▶ **Set task A**
Reproduce the entries from the line containing "Per the spec, this vision system identifies the man's head" down to the line containing "xmin=45 ymin=63 xmax=62 ymax=81", including both of those lines.

That's exceedingly slow, indeed. These NAS-style servers, are they very underpowered? |
On average that's what your syncthing process is spending in RAM per item. The usage may be in other stuff though.
Not particularly. Both of them are AMD64 machines. The one currently online and syncing slowly is an "AMD Athlon(tm) II Neo N36L Dual-Core Processor". Not particularly fast but also not the slow ARM stuff that's common in NAS servers. |
Yeah, that's not very slow under the circumstances, so then I don't really know why it syncs that slowly. About the memory, I understand averages, but the fact is only very little memory is spent on file indexes since the index is not in RAM. Slices of it are, at times (up to a few thousand items) but the rest is buffers of various kinds (for holding blocks in transfer, compression, encryption), database cache, all other kinds of state kept everywhere, etc. Multiply by 1.5 or so for GC. Obviously there's something going on there with your memory usage though... |
There doesn't seem to be anything particular about my case. Your machine is roughly in line. If this is all fixed cost and doesn't grow if the repository is 1 or 2 TB then it's less serious. It's still quite high though. I'll have to read the code to understand this better. |
I've given up on this for now. rsync is able to saturate the line speed with negligible memory usage and pretty low CPU usage (only SSH really uses CPU and not that much). Edit: Forgot to mention, after two days it's only been able to sync 50GB while pegging the CPU constantly and using 500MB of RAM on the sending side and 700MB on the receiving side. |
Yeah, no idea what's going on there, sorry. You mentioned the sync was running over a tinc vpn, perhaps there's some bad interaction there. If nothing else it's ssl-over-tcp-over-ip-over-ssl-over-tcp-over-ip which is suboptimal for sure. |
If you'd like to isolate the factor I can run a test without tinc. tinc adds a CPU cost because of its own encryption, and that penalty is also paid by rsync, which runs fine. It may be that the receiving side isn't able to hash fast enough to keep up with line speed though. Since rsync doesn't hash it wouldn't hit that issue. As for memory usage, that shouldn't have anything to do with tinc. The memory is used even when not syncing, and your example shows similar memory usage. 1-2MB per GB of repo size is way too high. I see that you've closed the issue though, so let me know if you want help tracking down what's happening with the CPU and memory usage. |
There is no memory cost of "1-2MB per GB of repo size", it should stabilize around 100-150 megs or so maximum, irrespective of repo size. More than that is a bug, which is not reproducible in my installations. I'd like to get to the bottom of it though. (There's a bug in the memory reporting in the GUI in v0.9.0, it'll show a little more than the truth in some cases so comparing actual RSS values from top or so would be nice, but I don't think it accounts for more than a few percent of the total.) |
Some more info here, since I've done some testing. I created a test repo with 200 GB in 250,000 files and measured memory usage. With v0.9.1 at idle (syncthing having done nothing for several minutes; this is relevant, more about that later) syncthing uses about 110 MB of RAM. I'd say this is acceptable, but a bit on the high side. But the GUI is a bad side. Actually loading or reloading the GUI drives the mem usage up to 520 MB. That's obviously crappy. The reason is that the GUI does a bunch of REST calls in parallel that all result in basically linear scans of the entire DB, counting all files and sizes etc. This drives up the peak usage a lot, and it is only slowly returned to the OS once the GC mechanism figures we're not going to need it again anytime soon. Hence the note about idle above. I implemented some tweaks to trigger GC earlier when doing expensive database operations that helped a bit with this. With these changes I get a peak of about 180 MB when reloading the GUI and an an idle usage around 50 MB: There's more to be done here, particularly things that should be kept calculated so that we don't need to scan the full db to figure it out when we load the GUI... |
Your example showed similar values per item (and not per GB) to what I was seeing. I mixed up the per-item values with the per-GB values. My repo has a lot of small files which apparently is a corner case here. 100-150MB fixed size would be fine for me.

▶ **Given data**
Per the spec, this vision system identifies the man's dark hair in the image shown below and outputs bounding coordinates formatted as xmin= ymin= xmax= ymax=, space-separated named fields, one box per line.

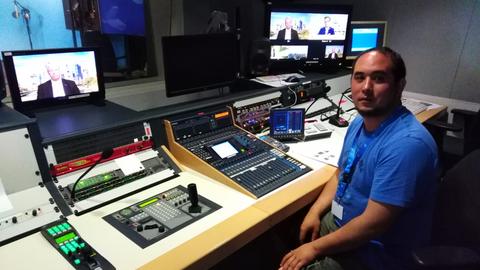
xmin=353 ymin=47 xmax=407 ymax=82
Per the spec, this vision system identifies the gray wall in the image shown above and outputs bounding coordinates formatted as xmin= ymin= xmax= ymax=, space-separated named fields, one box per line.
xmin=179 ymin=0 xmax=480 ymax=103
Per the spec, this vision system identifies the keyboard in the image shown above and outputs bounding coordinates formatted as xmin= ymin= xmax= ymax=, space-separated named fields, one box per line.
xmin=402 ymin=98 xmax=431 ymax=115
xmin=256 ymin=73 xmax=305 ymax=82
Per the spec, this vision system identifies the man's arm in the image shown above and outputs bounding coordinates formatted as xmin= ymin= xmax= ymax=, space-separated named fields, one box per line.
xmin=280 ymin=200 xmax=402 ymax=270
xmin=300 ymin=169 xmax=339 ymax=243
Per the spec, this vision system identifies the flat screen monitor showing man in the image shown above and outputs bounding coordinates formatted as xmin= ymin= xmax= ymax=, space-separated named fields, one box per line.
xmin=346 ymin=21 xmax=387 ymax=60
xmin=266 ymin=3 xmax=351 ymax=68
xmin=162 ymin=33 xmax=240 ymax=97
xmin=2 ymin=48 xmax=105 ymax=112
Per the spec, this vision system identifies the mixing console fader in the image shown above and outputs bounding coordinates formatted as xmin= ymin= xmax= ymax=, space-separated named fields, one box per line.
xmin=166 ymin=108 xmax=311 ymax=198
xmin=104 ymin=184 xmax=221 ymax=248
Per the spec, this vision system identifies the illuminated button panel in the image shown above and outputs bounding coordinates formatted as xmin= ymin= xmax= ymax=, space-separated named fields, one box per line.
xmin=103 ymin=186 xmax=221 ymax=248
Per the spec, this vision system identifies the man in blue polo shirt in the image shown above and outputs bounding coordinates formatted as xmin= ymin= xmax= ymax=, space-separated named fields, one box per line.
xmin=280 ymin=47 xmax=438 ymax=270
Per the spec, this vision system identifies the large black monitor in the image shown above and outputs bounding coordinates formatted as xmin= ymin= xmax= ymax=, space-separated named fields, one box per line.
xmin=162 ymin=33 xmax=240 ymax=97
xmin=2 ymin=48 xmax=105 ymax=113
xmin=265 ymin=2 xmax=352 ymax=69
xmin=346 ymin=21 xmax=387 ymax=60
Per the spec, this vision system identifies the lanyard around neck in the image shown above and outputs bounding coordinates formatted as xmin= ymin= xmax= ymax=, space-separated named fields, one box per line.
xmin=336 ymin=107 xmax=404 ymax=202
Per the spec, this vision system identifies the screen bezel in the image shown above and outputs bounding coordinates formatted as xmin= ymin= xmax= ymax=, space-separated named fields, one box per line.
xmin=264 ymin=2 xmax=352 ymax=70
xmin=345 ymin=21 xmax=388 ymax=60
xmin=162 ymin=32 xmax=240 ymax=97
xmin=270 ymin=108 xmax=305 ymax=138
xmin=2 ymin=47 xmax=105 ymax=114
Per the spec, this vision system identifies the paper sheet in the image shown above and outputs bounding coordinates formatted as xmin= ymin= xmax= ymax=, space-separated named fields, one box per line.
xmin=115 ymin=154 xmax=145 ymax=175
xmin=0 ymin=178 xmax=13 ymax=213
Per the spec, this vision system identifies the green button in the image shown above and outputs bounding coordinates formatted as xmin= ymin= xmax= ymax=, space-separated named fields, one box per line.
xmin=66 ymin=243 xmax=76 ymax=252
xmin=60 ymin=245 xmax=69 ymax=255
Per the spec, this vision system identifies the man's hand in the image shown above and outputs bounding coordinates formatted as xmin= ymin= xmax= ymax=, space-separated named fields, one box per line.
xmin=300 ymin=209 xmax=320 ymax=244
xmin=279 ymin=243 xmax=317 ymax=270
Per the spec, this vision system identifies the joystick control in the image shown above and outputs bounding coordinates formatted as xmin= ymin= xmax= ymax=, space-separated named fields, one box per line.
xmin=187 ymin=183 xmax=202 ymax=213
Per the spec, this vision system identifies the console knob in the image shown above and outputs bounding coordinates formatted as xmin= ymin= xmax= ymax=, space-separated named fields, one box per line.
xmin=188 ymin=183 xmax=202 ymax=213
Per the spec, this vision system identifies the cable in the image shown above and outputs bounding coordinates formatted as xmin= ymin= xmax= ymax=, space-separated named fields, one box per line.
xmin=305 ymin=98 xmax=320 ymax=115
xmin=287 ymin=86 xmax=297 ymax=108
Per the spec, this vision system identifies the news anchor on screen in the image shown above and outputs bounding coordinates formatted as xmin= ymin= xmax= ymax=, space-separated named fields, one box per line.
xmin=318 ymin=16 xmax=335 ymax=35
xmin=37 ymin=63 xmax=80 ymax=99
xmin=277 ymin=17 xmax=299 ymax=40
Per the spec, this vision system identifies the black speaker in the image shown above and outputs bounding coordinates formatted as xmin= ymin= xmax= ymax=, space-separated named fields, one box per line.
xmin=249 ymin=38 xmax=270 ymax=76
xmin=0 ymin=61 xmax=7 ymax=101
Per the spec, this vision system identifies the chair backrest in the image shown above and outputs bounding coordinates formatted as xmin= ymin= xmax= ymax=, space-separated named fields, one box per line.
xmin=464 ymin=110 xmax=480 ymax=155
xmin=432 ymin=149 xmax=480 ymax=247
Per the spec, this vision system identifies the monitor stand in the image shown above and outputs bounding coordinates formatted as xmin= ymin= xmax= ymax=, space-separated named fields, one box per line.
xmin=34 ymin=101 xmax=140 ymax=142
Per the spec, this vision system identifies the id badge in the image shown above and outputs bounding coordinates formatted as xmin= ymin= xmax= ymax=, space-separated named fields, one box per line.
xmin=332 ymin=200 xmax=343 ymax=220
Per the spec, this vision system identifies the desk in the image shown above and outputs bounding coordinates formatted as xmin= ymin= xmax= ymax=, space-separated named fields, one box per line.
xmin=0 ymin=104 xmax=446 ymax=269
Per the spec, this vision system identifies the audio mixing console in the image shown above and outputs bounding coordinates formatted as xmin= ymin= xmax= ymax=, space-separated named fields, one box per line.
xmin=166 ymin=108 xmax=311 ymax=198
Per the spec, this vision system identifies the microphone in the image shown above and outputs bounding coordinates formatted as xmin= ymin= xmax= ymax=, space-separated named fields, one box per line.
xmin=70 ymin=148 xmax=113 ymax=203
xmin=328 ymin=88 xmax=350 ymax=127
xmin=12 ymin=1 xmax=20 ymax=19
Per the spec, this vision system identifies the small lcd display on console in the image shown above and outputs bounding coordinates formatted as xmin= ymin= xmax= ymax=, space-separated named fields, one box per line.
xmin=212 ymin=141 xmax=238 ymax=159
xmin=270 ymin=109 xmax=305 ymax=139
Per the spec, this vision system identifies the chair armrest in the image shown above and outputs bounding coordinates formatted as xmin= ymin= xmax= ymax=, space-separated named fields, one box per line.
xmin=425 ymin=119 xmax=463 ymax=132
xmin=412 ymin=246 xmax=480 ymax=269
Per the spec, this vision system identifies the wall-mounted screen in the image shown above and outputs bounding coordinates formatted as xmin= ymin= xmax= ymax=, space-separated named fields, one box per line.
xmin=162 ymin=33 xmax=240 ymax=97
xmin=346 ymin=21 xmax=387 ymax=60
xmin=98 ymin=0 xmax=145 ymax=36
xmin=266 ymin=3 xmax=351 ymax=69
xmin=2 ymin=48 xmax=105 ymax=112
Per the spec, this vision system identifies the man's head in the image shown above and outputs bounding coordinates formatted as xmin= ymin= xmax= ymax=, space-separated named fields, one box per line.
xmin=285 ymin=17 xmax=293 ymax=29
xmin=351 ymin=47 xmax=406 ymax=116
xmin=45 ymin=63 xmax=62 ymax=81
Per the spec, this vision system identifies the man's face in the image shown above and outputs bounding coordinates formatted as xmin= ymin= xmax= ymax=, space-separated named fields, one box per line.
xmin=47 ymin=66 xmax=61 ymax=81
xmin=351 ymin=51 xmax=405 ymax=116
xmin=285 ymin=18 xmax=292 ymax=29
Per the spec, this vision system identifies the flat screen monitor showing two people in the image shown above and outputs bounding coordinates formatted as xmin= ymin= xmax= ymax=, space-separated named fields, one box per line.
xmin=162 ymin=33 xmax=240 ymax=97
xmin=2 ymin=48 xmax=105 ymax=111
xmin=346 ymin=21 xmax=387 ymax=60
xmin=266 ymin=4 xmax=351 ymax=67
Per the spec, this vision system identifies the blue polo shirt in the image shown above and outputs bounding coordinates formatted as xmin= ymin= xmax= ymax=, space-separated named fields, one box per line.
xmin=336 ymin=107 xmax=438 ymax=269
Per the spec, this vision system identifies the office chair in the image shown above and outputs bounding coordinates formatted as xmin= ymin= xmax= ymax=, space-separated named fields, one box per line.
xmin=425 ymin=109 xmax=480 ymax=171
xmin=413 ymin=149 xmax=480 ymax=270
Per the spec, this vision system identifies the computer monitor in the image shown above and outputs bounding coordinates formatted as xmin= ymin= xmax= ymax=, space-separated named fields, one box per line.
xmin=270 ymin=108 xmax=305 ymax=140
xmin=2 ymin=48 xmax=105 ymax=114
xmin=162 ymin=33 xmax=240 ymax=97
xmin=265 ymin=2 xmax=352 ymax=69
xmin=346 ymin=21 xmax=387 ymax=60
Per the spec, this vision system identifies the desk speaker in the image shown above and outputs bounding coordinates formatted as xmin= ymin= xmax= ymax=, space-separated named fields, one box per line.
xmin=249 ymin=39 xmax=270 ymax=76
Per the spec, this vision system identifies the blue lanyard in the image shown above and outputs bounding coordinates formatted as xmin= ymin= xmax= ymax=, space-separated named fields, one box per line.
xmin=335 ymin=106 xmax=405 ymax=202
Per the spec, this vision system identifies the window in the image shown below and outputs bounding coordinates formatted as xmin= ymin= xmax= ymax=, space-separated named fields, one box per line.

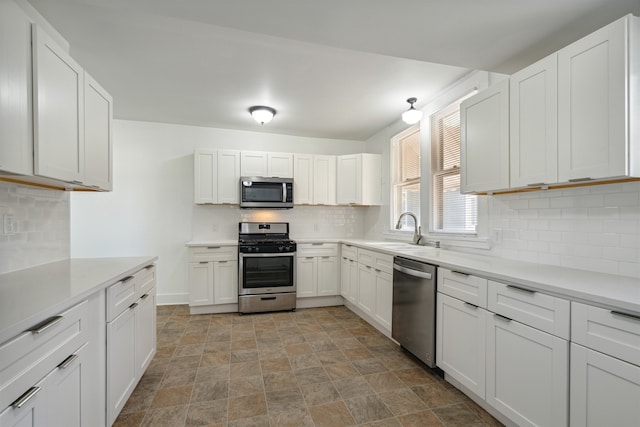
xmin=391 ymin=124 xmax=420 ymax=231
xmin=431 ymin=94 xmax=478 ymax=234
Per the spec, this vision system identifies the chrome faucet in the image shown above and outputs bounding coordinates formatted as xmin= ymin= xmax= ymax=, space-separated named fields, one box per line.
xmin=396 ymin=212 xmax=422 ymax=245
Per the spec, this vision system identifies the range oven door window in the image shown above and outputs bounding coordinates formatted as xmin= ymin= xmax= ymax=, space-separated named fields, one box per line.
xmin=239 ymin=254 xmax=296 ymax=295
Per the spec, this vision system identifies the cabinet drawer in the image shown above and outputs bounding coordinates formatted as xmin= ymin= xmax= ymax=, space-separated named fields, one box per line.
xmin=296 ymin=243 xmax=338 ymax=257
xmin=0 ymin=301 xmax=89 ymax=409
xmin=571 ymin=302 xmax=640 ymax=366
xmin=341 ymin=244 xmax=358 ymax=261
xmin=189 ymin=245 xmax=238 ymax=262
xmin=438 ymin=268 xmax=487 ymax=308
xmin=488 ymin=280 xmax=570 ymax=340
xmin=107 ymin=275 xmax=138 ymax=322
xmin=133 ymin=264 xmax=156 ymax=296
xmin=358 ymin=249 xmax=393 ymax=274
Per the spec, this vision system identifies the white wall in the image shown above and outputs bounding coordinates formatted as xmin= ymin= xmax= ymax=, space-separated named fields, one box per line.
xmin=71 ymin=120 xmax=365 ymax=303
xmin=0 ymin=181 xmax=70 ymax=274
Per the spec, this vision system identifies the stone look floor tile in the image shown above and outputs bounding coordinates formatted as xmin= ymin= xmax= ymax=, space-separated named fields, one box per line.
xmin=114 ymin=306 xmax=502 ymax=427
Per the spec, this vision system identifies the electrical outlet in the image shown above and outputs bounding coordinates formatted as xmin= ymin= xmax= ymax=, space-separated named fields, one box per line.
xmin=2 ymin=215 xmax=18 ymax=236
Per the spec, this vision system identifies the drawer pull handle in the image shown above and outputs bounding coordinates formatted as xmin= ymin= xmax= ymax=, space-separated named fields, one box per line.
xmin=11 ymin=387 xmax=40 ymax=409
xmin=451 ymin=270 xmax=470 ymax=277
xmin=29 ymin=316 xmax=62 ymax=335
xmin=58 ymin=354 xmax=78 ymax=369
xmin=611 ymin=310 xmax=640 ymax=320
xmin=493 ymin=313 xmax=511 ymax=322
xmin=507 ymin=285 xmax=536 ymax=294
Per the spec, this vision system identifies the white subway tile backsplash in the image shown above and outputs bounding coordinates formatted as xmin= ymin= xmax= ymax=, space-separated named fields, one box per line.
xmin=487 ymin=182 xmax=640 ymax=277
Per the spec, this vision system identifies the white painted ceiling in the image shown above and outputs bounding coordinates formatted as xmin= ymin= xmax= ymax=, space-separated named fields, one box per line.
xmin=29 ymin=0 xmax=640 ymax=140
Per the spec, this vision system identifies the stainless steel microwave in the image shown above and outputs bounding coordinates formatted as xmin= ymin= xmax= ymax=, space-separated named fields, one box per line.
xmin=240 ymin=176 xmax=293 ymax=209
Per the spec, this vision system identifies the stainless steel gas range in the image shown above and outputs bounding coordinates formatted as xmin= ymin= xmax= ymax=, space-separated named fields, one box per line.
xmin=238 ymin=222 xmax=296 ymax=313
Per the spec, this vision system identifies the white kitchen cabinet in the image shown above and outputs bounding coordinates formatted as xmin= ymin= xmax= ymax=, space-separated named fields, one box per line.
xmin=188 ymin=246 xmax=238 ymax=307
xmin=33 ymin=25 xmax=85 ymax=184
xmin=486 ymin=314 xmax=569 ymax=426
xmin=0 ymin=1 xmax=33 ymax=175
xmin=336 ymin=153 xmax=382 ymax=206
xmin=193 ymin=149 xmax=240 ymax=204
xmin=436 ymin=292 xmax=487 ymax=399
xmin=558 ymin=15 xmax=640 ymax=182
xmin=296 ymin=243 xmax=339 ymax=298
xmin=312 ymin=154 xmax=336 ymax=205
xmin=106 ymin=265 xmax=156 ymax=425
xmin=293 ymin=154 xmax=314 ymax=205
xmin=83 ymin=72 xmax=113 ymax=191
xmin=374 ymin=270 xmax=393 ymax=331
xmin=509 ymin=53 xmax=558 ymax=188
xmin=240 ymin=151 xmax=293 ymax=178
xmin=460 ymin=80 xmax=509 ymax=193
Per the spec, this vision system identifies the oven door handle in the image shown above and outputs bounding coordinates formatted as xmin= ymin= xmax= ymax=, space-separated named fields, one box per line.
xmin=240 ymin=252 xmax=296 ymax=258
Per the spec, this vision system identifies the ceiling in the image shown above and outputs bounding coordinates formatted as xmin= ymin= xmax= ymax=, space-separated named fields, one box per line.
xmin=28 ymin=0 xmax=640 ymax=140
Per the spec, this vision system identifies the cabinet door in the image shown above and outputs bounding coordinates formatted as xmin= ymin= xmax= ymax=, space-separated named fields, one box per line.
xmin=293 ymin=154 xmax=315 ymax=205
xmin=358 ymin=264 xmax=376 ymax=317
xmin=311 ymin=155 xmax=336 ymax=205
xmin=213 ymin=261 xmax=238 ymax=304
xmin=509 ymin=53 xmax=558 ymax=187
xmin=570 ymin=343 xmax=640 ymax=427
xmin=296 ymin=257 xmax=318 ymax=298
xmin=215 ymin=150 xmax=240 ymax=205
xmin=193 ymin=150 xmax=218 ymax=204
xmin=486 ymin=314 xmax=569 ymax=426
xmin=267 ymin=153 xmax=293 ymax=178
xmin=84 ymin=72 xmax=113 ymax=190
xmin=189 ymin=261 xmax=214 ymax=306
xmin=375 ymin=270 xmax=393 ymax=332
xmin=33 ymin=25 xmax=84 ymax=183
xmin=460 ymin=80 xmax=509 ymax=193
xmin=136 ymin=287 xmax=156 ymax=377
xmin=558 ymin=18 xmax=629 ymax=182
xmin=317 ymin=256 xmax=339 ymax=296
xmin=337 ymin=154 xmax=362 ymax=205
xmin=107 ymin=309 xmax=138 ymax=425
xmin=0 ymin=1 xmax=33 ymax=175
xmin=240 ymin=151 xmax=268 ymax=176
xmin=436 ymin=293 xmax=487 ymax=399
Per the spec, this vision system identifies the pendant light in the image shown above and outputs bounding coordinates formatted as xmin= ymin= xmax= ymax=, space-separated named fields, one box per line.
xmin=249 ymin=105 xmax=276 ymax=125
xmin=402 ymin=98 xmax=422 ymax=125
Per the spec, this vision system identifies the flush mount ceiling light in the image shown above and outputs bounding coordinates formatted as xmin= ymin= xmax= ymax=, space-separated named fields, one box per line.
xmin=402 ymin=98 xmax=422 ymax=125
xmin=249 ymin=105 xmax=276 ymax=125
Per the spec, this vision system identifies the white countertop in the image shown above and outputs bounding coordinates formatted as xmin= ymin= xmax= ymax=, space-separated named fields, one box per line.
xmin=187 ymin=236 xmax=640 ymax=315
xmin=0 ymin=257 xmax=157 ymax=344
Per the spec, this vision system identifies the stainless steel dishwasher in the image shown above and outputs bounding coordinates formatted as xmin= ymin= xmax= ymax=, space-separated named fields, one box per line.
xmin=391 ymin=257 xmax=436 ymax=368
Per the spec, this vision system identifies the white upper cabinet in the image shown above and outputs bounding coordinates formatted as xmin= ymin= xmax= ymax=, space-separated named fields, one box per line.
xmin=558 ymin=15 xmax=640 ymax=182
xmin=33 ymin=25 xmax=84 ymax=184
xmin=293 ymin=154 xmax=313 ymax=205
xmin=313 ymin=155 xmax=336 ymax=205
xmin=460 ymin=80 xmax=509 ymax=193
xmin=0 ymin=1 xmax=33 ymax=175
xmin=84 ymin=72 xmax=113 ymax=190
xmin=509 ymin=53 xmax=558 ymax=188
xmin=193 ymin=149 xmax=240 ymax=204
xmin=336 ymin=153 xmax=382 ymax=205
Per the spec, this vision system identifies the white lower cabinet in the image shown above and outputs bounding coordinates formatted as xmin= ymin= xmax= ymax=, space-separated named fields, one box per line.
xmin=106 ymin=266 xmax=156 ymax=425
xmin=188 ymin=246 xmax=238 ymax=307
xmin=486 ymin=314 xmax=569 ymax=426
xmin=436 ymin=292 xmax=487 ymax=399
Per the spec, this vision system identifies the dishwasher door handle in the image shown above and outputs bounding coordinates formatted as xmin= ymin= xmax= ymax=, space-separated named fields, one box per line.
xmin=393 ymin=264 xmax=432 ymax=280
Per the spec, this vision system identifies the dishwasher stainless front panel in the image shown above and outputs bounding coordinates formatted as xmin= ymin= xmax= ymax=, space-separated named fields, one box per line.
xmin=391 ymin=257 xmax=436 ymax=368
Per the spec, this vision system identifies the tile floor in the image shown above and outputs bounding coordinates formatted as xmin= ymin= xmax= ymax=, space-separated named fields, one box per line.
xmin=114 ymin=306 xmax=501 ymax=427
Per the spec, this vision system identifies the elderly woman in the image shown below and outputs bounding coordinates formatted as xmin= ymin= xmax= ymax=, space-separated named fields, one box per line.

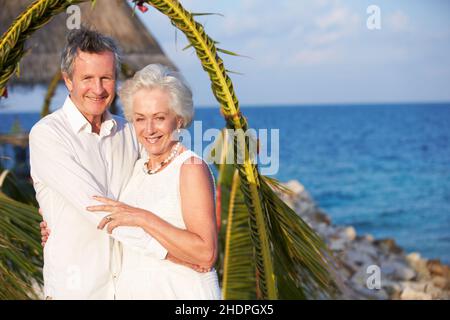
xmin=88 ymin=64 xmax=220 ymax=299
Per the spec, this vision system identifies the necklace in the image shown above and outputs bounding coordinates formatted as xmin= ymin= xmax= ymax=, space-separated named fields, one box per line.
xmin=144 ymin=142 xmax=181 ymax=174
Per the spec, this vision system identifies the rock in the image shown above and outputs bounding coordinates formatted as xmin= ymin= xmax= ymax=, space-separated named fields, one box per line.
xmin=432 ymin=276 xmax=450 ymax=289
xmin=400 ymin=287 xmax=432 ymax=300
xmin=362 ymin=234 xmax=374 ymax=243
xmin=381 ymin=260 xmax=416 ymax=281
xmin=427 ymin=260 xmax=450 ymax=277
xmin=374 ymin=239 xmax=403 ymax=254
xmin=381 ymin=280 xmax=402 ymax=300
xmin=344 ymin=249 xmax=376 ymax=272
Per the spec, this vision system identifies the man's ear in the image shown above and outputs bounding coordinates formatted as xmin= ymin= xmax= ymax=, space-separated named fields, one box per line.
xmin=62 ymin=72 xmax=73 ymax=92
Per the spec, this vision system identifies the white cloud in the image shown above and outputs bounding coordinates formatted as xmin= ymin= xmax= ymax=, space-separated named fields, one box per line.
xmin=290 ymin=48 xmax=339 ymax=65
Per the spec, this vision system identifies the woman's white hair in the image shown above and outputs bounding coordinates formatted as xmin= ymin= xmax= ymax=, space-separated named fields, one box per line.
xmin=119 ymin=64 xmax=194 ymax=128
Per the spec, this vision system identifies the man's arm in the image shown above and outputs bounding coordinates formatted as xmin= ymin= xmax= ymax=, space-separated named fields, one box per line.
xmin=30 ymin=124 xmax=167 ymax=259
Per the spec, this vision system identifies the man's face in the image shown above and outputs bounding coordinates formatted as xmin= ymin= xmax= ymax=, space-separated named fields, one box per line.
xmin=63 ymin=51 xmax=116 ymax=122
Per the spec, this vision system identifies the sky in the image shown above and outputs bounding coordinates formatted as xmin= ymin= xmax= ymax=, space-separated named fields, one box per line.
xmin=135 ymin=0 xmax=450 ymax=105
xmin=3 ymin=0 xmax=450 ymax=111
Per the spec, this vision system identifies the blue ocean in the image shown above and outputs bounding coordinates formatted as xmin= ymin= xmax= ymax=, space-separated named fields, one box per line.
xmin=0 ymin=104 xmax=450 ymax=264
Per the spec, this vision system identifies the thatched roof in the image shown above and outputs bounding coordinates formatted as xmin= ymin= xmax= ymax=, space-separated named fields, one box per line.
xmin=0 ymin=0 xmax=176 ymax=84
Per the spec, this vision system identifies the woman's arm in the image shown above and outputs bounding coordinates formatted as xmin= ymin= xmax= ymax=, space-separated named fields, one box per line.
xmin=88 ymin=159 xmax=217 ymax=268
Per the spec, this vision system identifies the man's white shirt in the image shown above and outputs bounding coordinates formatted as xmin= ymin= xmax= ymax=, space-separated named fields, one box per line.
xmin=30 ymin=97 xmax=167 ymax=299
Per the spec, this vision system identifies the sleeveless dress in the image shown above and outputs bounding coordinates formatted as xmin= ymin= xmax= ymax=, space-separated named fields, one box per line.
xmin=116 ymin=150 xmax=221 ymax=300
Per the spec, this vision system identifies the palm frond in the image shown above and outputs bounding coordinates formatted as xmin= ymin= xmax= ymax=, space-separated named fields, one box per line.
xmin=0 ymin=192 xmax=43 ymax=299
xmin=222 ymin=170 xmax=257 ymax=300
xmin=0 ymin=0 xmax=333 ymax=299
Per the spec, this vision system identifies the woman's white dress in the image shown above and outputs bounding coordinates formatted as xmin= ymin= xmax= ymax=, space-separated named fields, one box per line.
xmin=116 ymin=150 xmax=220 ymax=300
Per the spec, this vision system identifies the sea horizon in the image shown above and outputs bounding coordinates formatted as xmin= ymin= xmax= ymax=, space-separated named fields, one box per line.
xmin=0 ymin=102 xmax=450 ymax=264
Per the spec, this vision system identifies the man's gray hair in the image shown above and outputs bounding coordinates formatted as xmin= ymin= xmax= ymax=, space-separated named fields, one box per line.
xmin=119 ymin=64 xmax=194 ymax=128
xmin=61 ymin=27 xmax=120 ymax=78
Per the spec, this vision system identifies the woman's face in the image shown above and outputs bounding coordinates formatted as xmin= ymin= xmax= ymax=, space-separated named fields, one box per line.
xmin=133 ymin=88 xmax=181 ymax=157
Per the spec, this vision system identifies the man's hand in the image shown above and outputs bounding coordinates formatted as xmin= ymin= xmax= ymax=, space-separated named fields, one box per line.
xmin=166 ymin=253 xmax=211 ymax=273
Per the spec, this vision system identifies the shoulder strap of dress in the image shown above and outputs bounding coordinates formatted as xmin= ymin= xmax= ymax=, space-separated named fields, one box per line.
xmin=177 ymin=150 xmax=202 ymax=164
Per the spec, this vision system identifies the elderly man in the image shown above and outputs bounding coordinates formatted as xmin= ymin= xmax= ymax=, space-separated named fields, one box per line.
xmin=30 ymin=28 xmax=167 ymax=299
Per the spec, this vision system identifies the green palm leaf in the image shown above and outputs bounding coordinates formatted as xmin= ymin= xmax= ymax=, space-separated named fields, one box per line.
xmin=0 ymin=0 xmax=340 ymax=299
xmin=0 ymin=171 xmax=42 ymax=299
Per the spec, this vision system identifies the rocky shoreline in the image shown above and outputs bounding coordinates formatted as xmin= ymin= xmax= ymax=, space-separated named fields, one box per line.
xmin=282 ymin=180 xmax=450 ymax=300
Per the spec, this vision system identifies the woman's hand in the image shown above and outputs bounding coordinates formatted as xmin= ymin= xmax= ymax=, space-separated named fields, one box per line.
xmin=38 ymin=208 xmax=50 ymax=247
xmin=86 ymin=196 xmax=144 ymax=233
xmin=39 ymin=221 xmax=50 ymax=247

▶ **Set task B**
In the syncthing discussion, write out everything from "That's exceedingly slow, indeed." down to "other stuff though." again, swapping each "RAM" for "memory".

▶ **Task response A**
Per the spec, this vision system identifies the man's head in the image shown above and outputs bounding coordinates formatted as xmin= ymin= xmax= ymax=, space-separated named fields, one box per line.
xmin=285 ymin=17 xmax=293 ymax=29
xmin=351 ymin=47 xmax=406 ymax=116
xmin=45 ymin=63 xmax=62 ymax=81

▶ **Task response B**
That's exceedingly slow, indeed. These NAS-style servers, are they very underpowered? |
On average that's what your syncthing process is spending in memory per item. The usage may be in other stuff though.